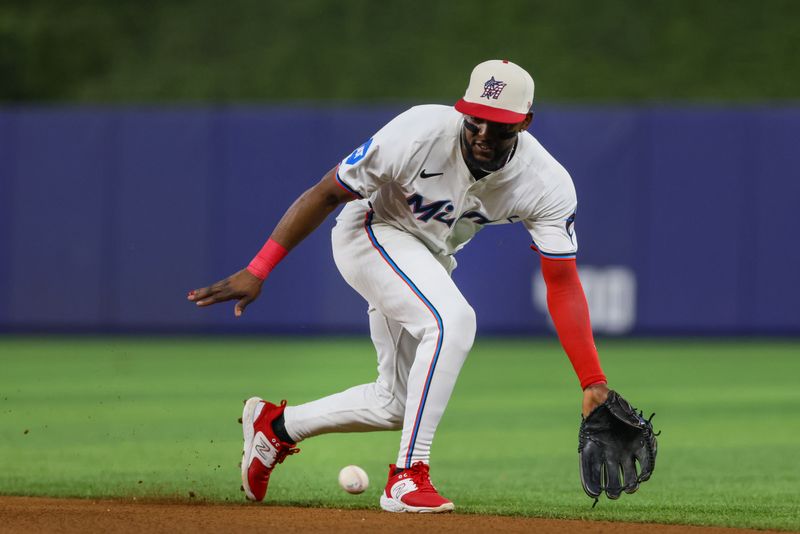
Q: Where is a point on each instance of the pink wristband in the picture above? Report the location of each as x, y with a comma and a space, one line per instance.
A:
267, 258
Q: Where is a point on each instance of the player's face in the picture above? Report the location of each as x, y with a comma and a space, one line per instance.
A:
489, 143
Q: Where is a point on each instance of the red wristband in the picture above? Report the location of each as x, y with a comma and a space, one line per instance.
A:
268, 257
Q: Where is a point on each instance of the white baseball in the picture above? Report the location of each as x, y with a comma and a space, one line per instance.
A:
353, 479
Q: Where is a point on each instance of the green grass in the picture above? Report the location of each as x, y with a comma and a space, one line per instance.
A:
120, 417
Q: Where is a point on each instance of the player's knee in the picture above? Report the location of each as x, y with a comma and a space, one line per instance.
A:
393, 406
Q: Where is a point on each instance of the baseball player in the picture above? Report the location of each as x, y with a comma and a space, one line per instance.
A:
415, 193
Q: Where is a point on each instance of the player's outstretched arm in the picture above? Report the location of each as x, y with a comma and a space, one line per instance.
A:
302, 218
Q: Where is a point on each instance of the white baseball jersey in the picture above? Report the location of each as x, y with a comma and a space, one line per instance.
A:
414, 176
419, 205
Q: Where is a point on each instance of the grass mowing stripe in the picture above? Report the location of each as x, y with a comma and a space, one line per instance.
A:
106, 417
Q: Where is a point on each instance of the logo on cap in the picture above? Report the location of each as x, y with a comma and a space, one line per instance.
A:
492, 88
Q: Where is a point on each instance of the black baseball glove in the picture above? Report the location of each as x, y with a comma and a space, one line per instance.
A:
612, 438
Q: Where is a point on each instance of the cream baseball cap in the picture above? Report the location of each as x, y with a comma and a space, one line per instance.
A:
498, 91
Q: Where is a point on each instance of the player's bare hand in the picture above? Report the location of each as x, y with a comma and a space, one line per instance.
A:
242, 286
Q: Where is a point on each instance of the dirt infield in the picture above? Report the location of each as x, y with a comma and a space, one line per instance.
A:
26, 514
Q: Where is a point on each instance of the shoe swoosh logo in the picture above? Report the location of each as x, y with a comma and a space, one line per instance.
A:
424, 174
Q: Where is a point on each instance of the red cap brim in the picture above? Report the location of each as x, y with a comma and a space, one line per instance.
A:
489, 113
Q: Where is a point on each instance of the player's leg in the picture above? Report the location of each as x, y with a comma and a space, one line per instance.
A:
379, 405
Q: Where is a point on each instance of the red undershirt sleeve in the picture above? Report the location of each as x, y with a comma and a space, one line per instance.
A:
569, 310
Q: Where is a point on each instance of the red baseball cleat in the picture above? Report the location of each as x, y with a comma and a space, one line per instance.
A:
411, 491
263, 450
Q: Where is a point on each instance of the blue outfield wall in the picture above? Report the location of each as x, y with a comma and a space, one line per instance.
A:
108, 216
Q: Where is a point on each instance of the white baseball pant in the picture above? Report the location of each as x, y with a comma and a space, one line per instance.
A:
422, 328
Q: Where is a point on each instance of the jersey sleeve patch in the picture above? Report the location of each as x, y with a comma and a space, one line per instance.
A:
346, 187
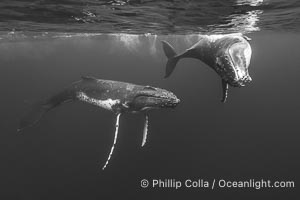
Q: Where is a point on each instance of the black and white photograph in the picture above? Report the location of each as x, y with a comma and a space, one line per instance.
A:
143, 99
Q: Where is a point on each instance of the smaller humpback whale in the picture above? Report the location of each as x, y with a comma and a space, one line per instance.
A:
118, 97
229, 55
· · · ·
[Work item] Type the records out again in full, exactly, with each picture omitted.

[Task solution]
Q: Where is a point on each instance of the pink wristband in the picture above? Report the location of each as x, y with a comma and a space, one line per instance.
A:
267, 258
Q: Where is a point on each instance of the player's face in the picture above? Report the location of each as x, y with a comma and a space, one line per instance.
A:
489, 143
Q: Where is a point on each instance of the red wristband in the picture above? Report the location of each as x, y with a comma and a space, one line per instance.
A:
268, 257
Q: Where is a point on each instance of the white baseball in the picture above? Report the location of each as x, y with a comma and a space, one line per instance.
A:
353, 479
Q: Where is a point on each instance of the green grass in the picture above? Report the location of each as x, y with a comma and a space, one line per instance.
A:
120, 417
Q: Where is a point on each instance of the player's knee in the picture above? Report the location of each as x, y with a comma and a space, one line per instance.
A:
393, 406
Q: Where is a point on each instance of the baseball player in the picture above? Report the location of each as x, y with a comma and a space, one line per instance.
A:
415, 193
Q: Where is a point on each instance of the player's outstretched arm in the picture above? Report the location of each as x, y with a comma and a space, one line per instance.
A:
302, 218
Q: Where is a point on each instance of the white baseball jersey in the picture above? Report the location of each as x, y with a comma and a space, one line per instance.
A:
414, 176
419, 205
Q: Where is a point on each instance of the grass mowing stripe in the picture above? Report the location of each as x, y with a comma and a space, one line per instance.
A:
106, 417
Q: Where is a point on each instance of the logo on cap in the picture above? Report the location of each as x, y with a comma and a space, one line per instance.
A:
492, 88
Q: Where is a point on each instance of the black baseball glove in the picture above? Report the location of each as x, y with a comma and a space, one line per instance.
A:
612, 438
Q: Where is a point on each instance of the cream baseball cap in the picture above? Report the location of each as x, y with a comma and a space, one line per instance.
A:
498, 91
Q: Where is a point on each instance of the player's bare hand in the picture above? Report the location of each as x, y with a comma and a space, one line per instance.
A:
242, 286
Q: Where is a point on each instance of the dirt infield in the picture above? Report the location of each as x, y with a comma and a space, one line per instance.
A:
26, 514
Q: Where is a point on each instance of the shoe swoosh logo in the picture above? Report the location of each as x, y with a comma and a space, one line per instance.
A:
424, 174
Q: Where is a point on each instance of the red cap brim in the picture above? Report the location of each as x, y with a comma and a space, one line per instance.
A:
489, 113
Q: Where is a point on each instance of the player's leg in the picture above? Report the location of each as x, y with a comma and a space, one line per instance.
A:
379, 405
Q: Where is a point on each instance of the red undershirt sleeve in the picture above? Report the location of each as x, y with a comma and a space, one line per instance.
A:
569, 310
Q: Where is a point on each instance of the red baseball cleat in the picture above? Report the location of each as x, y with a comma and a space, one line per instance.
A:
411, 491
263, 450
Q: Where is a point on each instance of the blue outfield wall in the picture above? Report the location of each as x, y with a comma and a space, one line per instance.
A:
108, 216
Q: Where is a point on each instance of the white baseball pant in the picture above? Report the location of each as x, y with a comma and a space, one line per instance.
A:
422, 328
Q: Where is a point on each instance of the jersey sleeve patch in the picture above? Report the location of each as x, y with a comma and a space, one line per instance.
A:
346, 187
Q: Where is a point on each instance of the black and white photograph in the picture above? Report the location of each as x, y with a comma and a space, one line per instance.
A:
143, 99
Q: Where is a point on each instance of the smaller humpback whale in the picture above? Report the location of each as x, y with a comma and a space, one line per instance.
A:
118, 97
229, 55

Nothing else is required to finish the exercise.